» **Consignes**
1 – Répondez d'après le texte :
(a) Selon l'article 501, sur l'avis de qui le juge peut-il énumérer certains actes ?
(b) Dans quel domaine le droit français attribue-t-il au médecin un rôle fondamental ?
(c) Quel article du Code de la Santé Publique prévoit une exception au secret professionnel ?
2 – Veuillez modifier le passage du texte qui commence par « Le droit français » et s'arrête après « la plus stricte. » : remplacez « secret professionnel » par « secret médical », puis donnez le passage ainsi changé.

Art. 501 : En ouvrant la tutelle ou dans un jugement postérieur, le juge, sur l'avis du médecin traitant, peut énumérer certains actes que la personne en tutelle aura la capacité de faire elle-même, soit seule, soit avec l'assistance du tuteur ou de la personne qui en tient lieu.

Le droit français attribue au médecin un rôle fondamental dans la protection des majeurs incapables ou "faibles" : c'est à lui seul d'attester le besoin de protection.C'est encore vers lui que le juge se tourne pour avoir des renseignements essentiels pour délimiter les bornes de la liberté soit du sujet à protéger, aussi bien que celles des personnes qui sont chargées de le protéger et de le "conduire" dans la vie de tous les jours. A remarquer que la loi prévoit, pour les problèmes de protection, une exception spécifique (art. L. 327 du Code de la Santé Publique) à la norme sur le secret professionnel qui en France a toujours été interprété de la manière la plus stricte.

» **Données**

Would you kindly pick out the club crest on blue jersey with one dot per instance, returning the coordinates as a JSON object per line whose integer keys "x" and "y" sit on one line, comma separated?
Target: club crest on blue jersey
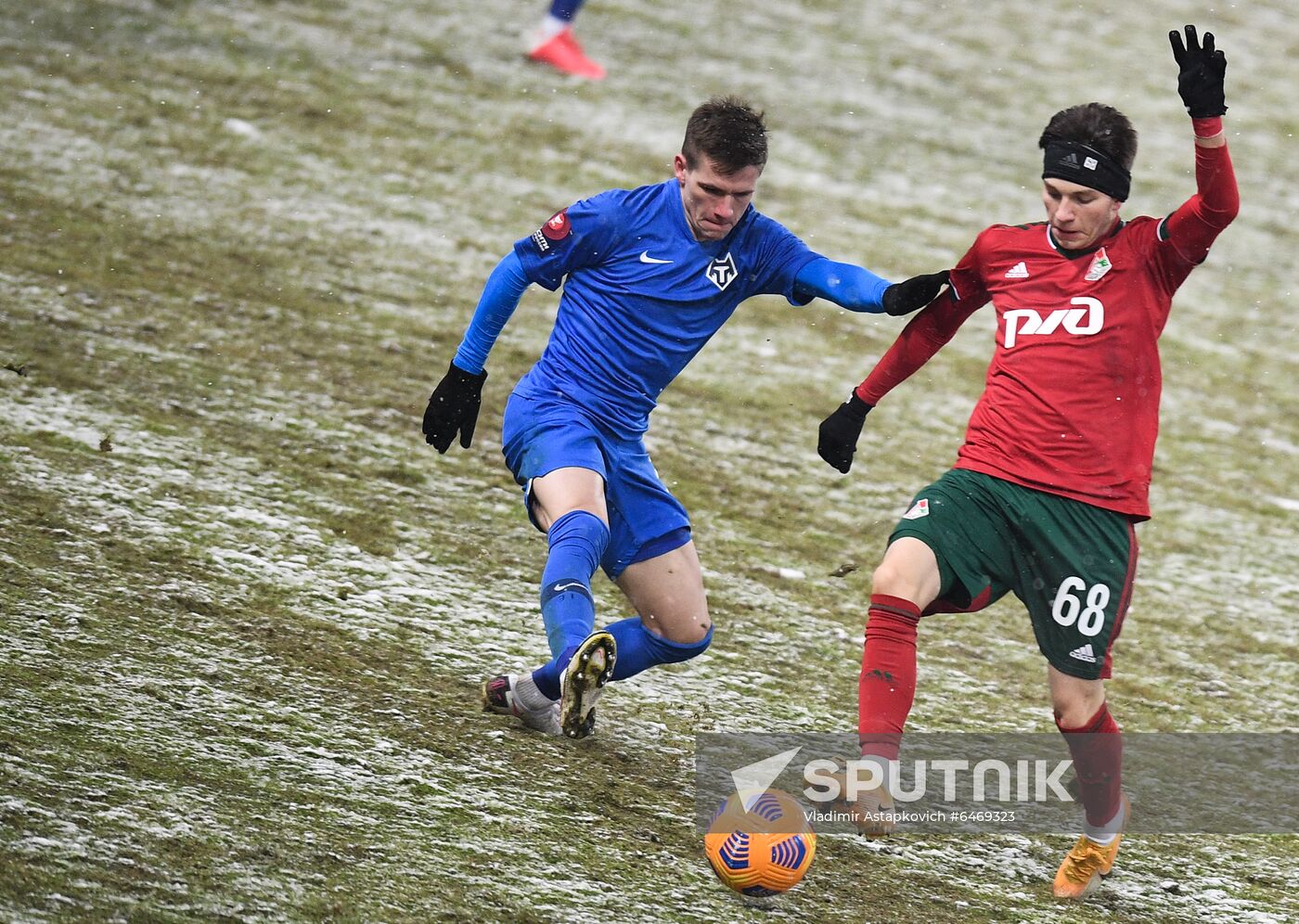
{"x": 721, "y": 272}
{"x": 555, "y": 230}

* * *

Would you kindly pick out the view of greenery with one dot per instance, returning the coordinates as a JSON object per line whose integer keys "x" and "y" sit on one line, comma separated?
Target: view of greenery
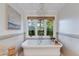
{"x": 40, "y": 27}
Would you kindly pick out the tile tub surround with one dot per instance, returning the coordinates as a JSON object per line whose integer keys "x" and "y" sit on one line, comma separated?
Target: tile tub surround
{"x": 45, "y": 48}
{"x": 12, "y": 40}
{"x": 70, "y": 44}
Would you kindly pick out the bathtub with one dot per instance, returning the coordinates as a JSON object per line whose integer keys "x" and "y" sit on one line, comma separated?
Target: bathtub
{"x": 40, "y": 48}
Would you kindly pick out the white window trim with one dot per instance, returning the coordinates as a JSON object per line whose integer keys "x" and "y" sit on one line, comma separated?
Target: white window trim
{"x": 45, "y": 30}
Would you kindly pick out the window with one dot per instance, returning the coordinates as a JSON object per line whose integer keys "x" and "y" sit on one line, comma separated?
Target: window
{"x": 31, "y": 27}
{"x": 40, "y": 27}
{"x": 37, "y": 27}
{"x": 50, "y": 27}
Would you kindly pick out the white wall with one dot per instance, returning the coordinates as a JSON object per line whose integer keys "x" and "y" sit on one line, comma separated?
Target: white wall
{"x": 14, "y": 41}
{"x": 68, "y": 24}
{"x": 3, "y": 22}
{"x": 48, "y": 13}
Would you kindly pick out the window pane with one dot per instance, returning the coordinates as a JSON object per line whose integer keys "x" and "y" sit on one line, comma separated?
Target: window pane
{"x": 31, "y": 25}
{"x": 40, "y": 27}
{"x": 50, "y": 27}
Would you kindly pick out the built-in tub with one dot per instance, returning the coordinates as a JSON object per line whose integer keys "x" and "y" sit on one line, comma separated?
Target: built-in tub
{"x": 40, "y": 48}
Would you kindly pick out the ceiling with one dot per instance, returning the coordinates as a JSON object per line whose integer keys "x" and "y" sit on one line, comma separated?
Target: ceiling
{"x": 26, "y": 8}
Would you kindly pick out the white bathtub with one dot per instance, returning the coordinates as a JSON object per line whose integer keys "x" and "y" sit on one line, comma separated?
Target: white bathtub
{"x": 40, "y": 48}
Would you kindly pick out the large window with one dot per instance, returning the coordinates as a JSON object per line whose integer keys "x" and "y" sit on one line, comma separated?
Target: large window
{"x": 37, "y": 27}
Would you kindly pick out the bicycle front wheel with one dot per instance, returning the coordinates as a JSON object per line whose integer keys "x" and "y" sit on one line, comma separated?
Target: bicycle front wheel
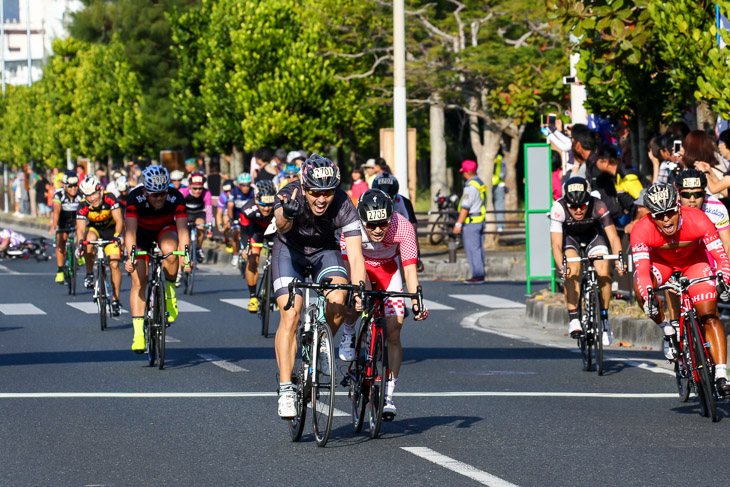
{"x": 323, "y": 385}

» **Réponses**
1 –
(a) Du médecin traitant.
(b) La protection des majeurs incapables ou « faibles ».
(c) L'article L. 327.

2 –
Le droit français attribue au médecin un rôle fondamental dans la protection des majeurs incapables ou "faibles" : c'est à lui seul d'attester le besoin de protection.C'est encore vers lui que le juge se tourne pour avoir des renseignements essentiels pour délimiter les bornes de la liberté soit du sujet à protéger, aussi bien que celles des personnes qui sont chargées de le protéger et de le "conduire" dans la vie de tous les jours. A remarquer que la loi prévoit, pour les problèmes de protection, une exception spécifique (art. L. 327 du Code de la Santé Publique) à la norme sur le secret médical qui en France a toujours été interprété de la manière la plus stricte.